Stored data entries:
+ + + + + + +

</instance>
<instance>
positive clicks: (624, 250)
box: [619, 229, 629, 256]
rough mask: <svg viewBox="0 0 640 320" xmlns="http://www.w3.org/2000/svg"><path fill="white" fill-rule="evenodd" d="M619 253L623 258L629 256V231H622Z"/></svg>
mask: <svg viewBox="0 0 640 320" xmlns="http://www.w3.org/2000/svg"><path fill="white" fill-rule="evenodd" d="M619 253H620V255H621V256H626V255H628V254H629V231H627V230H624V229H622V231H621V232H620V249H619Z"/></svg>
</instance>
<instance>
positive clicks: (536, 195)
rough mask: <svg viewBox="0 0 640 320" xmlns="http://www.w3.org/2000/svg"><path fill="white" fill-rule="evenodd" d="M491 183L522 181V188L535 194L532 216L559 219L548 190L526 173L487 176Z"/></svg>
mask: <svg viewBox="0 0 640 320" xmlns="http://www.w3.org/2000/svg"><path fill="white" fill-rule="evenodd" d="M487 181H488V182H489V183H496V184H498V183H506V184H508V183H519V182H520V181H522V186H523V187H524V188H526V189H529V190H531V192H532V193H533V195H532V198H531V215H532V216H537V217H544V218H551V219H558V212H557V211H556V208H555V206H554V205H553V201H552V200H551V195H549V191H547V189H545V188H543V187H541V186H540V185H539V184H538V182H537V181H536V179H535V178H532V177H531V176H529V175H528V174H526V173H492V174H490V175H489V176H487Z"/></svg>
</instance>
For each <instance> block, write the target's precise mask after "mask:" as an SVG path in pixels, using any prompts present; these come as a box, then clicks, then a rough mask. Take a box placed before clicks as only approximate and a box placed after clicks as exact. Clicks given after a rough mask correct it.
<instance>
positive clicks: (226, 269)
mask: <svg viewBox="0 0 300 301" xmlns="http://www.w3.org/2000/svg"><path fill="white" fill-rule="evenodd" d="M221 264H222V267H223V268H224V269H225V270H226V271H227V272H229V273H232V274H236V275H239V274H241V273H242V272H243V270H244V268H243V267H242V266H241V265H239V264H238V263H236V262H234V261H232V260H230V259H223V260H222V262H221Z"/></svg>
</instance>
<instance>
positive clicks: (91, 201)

+ + + + + + +

» **What to do**:
Nothing in the data above may be skipped; repeat it all exactly.

» **Your solution**:
</instance>
<instance>
positive clicks: (624, 250)
box: [619, 229, 629, 256]
rough mask: <svg viewBox="0 0 640 320" xmlns="http://www.w3.org/2000/svg"><path fill="white" fill-rule="evenodd" d="M619 253L623 258L629 256V231H622Z"/></svg>
mask: <svg viewBox="0 0 640 320" xmlns="http://www.w3.org/2000/svg"><path fill="white" fill-rule="evenodd" d="M619 253H620V255H621V256H626V255H628V254H629V231H627V230H624V229H622V231H621V232H620V249H619Z"/></svg>
</instance>
<instance>
positive clicks: (536, 195)
rough mask: <svg viewBox="0 0 640 320" xmlns="http://www.w3.org/2000/svg"><path fill="white" fill-rule="evenodd" d="M491 183L522 181V188L535 194L532 216L559 219L548 190L526 173L487 176Z"/></svg>
mask: <svg viewBox="0 0 640 320" xmlns="http://www.w3.org/2000/svg"><path fill="white" fill-rule="evenodd" d="M487 181H488V182H489V183H496V184H498V183H506V184H508V183H519V182H520V181H522V186H523V187H524V188H526V189H529V190H531V192H532V193H533V195H532V198H531V215H532V216H537V217H544V218H551V219H558V212H557V211H556V208H555V206H554V205H553V201H552V200H551V195H549V191H547V189H545V188H543V187H541V186H540V185H539V184H538V182H537V181H536V179H535V178H532V177H531V176H529V175H528V174H526V173H492V174H490V175H489V176H487Z"/></svg>
</instance>
For each <instance> block, write the target's precise mask after "mask:" as an SVG path in pixels, using any prompts present; these come as a box, then clicks, then a rough mask. Take a box placed before clicks as only approximate and a box placed after clicks as exact. Clicks given after a rough mask correct it.
<instance>
positive clicks: (226, 269)
mask: <svg viewBox="0 0 300 301" xmlns="http://www.w3.org/2000/svg"><path fill="white" fill-rule="evenodd" d="M221 264H222V267H223V268H224V269H225V270H226V271H227V272H229V273H232V274H236V275H239V274H241V273H242V272H243V270H244V268H243V267H242V266H241V265H239V264H238V263H236V262H234V261H232V260H230V259H223V260H222V262H221Z"/></svg>
</instance>
<instance>
positive clicks: (91, 201)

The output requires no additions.